What the task requires: From the project description, pull out the passage that begins at the words "For this assignment, you" and ends after "a fraction type.". Copy it word for word.

Excerpt:
══════════

CMSC313, Computer Organization & Assembly Language Programming, Spring 2013

Project 5: DIY Memory Allocation

Due: Tuesday April 2, 2013, 11:59pm


Objective

The objective of this programming project is to help familiarize with the syntax of various elements of the C programming language, including: arrays, structs and pointers.


Background

There are times in programming when you might want to do your own memory allocation. This might be the case if you only need allocate fixed-size blocks of memory and for some reason you do not want to rely on the operating system's memory allocator (e.g., you want your program to run on several platforms that use different memory allocation methods).

A simple way to achieve this do-it-yourself memory allocation is to declare a "large" global array of blocks. Each time your program needs a block of memory, you use an item of the array instead of asking the operating system for a chunk of memory. You keep track of a list of free blocks in your array by linking the unused items together in a linked list.

You do not need to create a new data structure to link the free blocks together: simply reuse one of the fields of the array item as the "next" pointer. You also do not need to use real pointers to link the free blocks together, you can just use the array index of the next item in the list of free blocks. Thus, you can simply reuse any integer field as the "next pointer". When your program deallocates a block of memory, that block is added to the linked list of free blocks. The beginning of the free block list will be stored in a global variable. Initially, the list of free blocks is the entire array.

If your memory allocations needs are modest, doing your own memory allocation can be faster than making calls to library functions.


Assignment

Note: This project description deliberately avoids using C syntax. This is so you figure out how to look up the syntax of various elements of the C programming language.

For this assignment, you will work with structs that represent fractions. The struct must have fields called sign, numerator and denominator. These should be, respectively, signed char, unsigned int and unsigned int. You must use typedef and struct to define a fraction type.

Your memory allocator should use a "large" global array of fractions. This must be defined in a separate file along with another global variable for the beginning of the free block list. Both the global variables should be declared static to give them file scope and ensure that code in other files does not access these variables directly.

In the same file, you must supply four functions: init_Heap(), new_frac(), del_frac() and dump_heap().

You must also supply a header file called frac_heap.h. Any program that includes frac_heap.h should be able to use your memory allocator without any additional declarations or definitions.

You should make your declarations and definitions compatible with this sample main program: main5.c. The main program should compile with your code without any modification. You should infer the correct function prototypes of the four functions listed above from how they are used in the main program.

In addition to this sample main program, you should write several main programs that test various features of your memory allocator.


Implementation Notes


Extra Credit (10 points)

══════════

Extracted material:
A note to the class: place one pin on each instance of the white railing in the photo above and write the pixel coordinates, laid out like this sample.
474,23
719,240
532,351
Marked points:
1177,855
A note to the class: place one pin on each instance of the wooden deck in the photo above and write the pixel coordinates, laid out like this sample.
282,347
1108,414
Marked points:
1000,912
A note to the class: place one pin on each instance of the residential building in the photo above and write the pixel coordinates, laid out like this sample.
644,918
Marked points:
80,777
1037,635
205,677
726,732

══════════

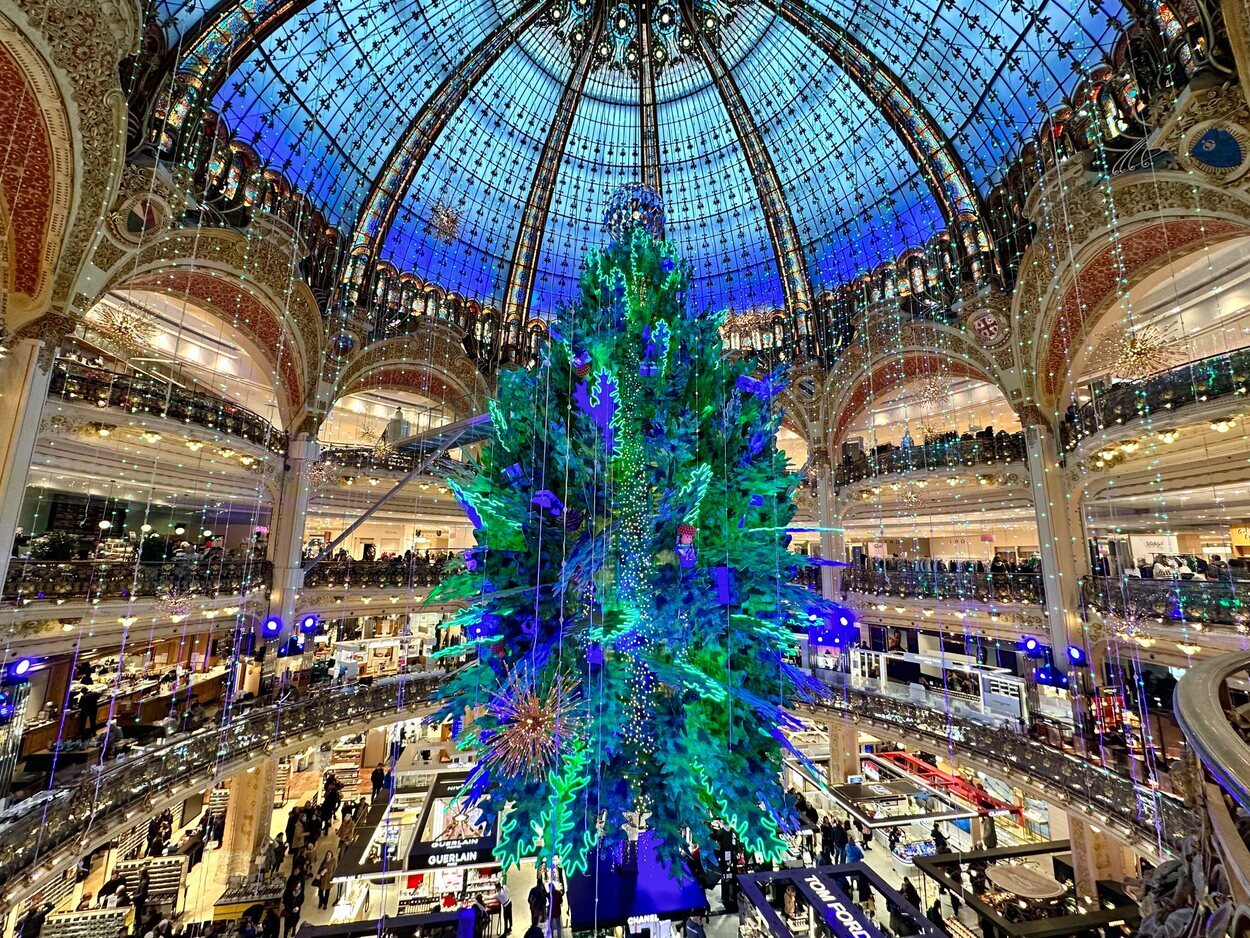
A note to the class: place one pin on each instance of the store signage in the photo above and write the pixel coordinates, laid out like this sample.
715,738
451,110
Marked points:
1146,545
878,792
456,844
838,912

══════════

Task solution:
For this assignment, you will work with structs that represent fractions. The struct must have fields called sign, numerator and denominator. These should be, respectively, signed char, unsigned int and unsigned int. You must use typedef and struct to define a fraction type.